- _To be done_:
Copy out, unchanged, the lines in the records below, from the line containing "Where can you see the shiny" through the line containing "point(321, 217)", both included.

- _Given records_:
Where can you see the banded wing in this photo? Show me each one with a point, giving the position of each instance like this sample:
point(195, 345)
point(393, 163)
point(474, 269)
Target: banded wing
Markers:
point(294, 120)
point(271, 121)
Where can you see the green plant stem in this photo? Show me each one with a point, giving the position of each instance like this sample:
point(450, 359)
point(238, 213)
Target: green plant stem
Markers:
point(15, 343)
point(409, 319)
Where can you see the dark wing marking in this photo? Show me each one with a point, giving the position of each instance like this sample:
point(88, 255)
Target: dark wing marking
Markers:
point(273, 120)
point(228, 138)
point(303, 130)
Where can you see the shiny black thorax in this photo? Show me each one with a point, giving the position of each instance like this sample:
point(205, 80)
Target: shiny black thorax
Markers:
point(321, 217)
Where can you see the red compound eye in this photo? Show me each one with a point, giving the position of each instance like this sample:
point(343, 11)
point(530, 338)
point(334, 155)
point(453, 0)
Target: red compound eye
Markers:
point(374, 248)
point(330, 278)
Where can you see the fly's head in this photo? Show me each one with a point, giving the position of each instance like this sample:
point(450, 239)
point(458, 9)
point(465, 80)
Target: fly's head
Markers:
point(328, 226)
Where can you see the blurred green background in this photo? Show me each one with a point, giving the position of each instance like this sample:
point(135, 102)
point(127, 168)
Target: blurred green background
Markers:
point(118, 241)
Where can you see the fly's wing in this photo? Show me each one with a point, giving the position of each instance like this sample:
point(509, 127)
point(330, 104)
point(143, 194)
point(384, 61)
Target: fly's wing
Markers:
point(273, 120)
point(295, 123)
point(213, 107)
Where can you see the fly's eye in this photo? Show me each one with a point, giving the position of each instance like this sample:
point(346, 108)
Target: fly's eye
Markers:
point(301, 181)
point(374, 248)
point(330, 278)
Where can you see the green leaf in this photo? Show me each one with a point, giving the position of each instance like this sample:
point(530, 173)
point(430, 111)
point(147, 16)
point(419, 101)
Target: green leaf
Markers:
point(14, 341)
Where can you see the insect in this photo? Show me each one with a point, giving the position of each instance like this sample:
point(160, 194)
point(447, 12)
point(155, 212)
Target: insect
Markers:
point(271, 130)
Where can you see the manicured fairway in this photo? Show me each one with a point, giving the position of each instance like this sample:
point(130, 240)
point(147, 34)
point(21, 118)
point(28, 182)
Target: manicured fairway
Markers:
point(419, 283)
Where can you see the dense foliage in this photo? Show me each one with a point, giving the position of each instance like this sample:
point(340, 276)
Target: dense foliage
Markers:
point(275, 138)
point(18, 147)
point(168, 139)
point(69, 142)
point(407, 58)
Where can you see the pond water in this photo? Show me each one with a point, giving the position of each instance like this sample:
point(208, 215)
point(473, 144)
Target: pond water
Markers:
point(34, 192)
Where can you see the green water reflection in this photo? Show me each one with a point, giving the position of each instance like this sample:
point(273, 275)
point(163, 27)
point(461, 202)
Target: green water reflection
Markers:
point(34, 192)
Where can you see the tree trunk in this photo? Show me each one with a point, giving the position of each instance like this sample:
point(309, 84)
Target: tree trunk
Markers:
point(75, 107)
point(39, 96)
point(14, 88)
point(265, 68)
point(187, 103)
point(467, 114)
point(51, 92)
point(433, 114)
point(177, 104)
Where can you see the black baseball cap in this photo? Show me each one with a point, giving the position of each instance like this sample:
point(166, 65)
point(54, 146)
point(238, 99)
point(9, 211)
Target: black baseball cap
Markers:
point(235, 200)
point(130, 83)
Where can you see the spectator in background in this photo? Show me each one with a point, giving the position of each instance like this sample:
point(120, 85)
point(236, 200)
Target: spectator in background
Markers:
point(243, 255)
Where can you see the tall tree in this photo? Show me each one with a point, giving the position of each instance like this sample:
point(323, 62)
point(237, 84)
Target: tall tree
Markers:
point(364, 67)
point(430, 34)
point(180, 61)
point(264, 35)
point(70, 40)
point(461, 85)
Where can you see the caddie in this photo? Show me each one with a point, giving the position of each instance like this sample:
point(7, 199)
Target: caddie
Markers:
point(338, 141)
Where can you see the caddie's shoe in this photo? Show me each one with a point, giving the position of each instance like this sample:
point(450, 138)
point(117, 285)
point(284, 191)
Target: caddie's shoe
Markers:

- _Finished task_:
Where can you see the shiny black thorax in this photo? Show me each one with a point, giving the position of each instance like this sample:
point(205, 80)
Target: shiny black thorax
Markers:
point(321, 217)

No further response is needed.